BEGIN SELECTED TEXT
The data signals of Control Bus 20 are applied to the CPU
Diagnostic Subcommand Generator 154 which generates subcommands in
the CPU 100. These CPU subcommands are generated in response to
instructions in the IOC Control Store 251, but activate the
apparatus of the CPU in a predetermined manner. When the IOC 200 is
in the master state, manipulation of the CPU apparatus by the
instructions of the CPU Control Store via Register RN 153 can be
required. The access to the Diagnostic Subcommand Generator 154
from Register RN is through (symbolic) logic AND gate 147. Logic
AND gate 147 is enabled by the absence of a CPU Master State signal
from Generator 154 and by the absence of signals from Register SKN
via Control Bus 20.
Referring next to FIG. 6c, the configuration for allowing a
subsystem, in the master state, to exercise both the master
subsystem and simultaneously exercise the slave subsystem is shown.
In this case, the Diagnostic Subcommand Generator 154 applies a
subcommand activating the logic AND gate 149. Thus, the commands
from the CPU Control Store 151 which are loaded into the CPU
Control Store Diagnostic Local Register 153 can be applied directly
to the Diagnostic Subcommand Generator 154 as well as through the
logic AND gate 149 to Control Bus 20 and consequently, to the IOC
Diagnostic Subcommand Generator 253. Similarly, when the IOC is in
the master state, a subcommand from the Diagnostic Subcommand
Generator 253 activates logic AND gate 148. Commands from the IOC
Control Store 251 entered into the IOC Control Store Memory Local
Register 252 can be applied to the IOC Diagnostic Subcommand
Generator 253 as well as through the logic AND gate 148 to control
bus 20 and, consequently, to the CPU Diagnostic Subcommand
Generator 154, thereby generating Diagnostic Subcommands in the CPU
100.
Referring next to FIG. 7, the position of the Communications
Channel relative to the apparatus shown in FIG. 3 is displayed. One
portion of the Communication Channel 171 is coupled to the
Maintenance Panel Interface 170 located in the Central Processing
Unit. A second portion of the Communication Channel 271 is coupled
to the Maintenance Panel Interface 270 located in the Input/Output
Controller.
END SELECTED TEXT
_REQUIREMENT A_
In the diagnostic subsystem passage, take the section starting at "Referring next to FIG. 6c, the" and ending at "subsystem is shown." and write it out again with "slave" swapped for "secondary".
_REQUIREMENT B_
Write the next few sentences of the diagnostic subsystem passage, picking up after its final sentence.
The items that come after this are separate from the diagnostic subsystem passage.
BEGIN GIVEN INFORMATION
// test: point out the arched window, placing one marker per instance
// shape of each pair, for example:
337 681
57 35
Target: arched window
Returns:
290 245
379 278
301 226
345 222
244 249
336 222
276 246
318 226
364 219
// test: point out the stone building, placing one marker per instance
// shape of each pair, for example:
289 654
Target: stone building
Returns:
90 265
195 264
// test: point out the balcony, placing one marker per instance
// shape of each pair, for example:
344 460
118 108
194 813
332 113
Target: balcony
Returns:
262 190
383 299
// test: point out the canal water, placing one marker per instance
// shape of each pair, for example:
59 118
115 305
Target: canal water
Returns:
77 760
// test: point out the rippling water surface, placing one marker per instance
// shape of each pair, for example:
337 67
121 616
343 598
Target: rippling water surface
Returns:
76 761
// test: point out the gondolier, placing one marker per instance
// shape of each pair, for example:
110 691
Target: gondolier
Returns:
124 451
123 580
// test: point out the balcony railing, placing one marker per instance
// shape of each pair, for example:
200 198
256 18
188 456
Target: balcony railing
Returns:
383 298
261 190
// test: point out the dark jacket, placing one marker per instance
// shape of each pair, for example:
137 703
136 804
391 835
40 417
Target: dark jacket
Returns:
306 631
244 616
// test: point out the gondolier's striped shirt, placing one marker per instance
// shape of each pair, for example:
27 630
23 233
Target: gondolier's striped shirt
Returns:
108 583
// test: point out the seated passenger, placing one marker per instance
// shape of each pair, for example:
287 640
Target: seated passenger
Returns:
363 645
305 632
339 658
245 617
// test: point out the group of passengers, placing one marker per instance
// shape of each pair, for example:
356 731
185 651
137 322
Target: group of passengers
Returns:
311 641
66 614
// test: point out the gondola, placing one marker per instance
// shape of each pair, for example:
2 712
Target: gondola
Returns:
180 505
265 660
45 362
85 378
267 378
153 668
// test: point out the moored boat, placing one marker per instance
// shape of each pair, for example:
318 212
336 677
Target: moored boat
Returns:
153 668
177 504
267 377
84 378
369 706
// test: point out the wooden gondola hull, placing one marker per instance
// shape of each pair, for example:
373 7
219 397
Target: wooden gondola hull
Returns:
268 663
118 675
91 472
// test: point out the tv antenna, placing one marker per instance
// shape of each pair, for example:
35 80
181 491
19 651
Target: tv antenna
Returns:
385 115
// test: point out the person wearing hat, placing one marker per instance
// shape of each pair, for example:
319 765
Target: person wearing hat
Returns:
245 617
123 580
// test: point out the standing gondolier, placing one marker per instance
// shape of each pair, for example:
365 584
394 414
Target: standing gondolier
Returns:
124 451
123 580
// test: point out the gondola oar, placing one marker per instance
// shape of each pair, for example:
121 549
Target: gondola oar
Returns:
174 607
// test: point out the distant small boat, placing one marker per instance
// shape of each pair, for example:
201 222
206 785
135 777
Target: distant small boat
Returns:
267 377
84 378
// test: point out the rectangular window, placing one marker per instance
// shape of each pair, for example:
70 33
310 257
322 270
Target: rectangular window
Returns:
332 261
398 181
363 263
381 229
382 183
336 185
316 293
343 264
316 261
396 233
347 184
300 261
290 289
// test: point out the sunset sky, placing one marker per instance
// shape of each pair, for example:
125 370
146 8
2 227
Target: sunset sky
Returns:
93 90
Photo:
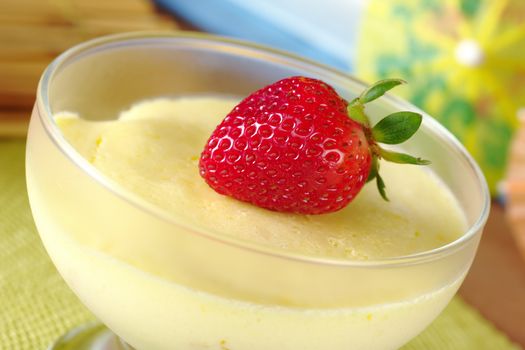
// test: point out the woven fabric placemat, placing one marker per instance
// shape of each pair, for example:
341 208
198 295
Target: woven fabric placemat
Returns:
36 306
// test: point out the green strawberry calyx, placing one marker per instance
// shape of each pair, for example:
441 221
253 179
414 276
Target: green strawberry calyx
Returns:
391 130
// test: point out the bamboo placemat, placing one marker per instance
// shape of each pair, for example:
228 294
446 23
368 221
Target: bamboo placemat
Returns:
33 32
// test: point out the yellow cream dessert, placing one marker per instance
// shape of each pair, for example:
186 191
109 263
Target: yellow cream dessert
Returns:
152 151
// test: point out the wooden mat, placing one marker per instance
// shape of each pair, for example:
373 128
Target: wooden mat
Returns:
33 32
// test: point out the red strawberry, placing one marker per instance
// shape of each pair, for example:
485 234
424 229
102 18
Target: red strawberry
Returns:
297 146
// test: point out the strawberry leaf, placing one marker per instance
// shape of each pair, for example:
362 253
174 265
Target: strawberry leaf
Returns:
402 158
379 88
374 169
356 112
396 127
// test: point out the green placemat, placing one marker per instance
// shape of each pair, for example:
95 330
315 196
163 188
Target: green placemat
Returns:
36 306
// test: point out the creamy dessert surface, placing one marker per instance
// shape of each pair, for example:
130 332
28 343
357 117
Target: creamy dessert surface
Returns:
153 150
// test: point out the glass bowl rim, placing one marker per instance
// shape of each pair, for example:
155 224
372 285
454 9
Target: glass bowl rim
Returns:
52 130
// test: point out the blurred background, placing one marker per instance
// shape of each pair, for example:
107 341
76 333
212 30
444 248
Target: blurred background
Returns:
464 61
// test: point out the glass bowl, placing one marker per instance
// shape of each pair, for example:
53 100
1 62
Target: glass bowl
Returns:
240 295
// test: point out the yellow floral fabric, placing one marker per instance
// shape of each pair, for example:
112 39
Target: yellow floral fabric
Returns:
464 61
END GIVEN INFORMATION
_ANSWER SPACE A_
Referring next to FIG. 6c, the configuration for allowing a
subsystem, in the master state, to exercise both the master
subsystem and simultaneously exercise the secondary subsystem is shown.

_ANSWER SPACE B_
OPERATION OF THE PREFERRED EMBODIMENT
In order to verify the integrity of operation or to diagnose the
origin of an error condition in a data processing unit, two control
centers for controlling the operation of two subsystems are
employed. Use is made of the control apparatus of the Central
Processing Unit and the control apparatus of the Input/Output
Controller. (In the preferred embodiment, the control apparatus of
the IOC is associated with the Service Code Unit and is
functionally used, aside from the diagnostic and verification
procedures, to handle service code requests from Channel Control
Units, execute certain command codes and handle IOC error
reporting.) With two centers of control, the apparatus of a first
control center can be used to manipulate the apparatus of the
subsystem associated with the second control center. Furthermore,
the control apparatus of the first center is available for
providing an appropriate response to the results provided by the
second center as a result of its manipulation. Thus, if an error
condition can be localized to the extent that the error did not
occur in a subsystem having a control center, that control center
can be used to identify the fault condition producing the error
condition. Because the fault condition is isolated from the
analysing apparatus, the problems arising from the uncertainty
caused by processing with faulty apparatus are eliminated.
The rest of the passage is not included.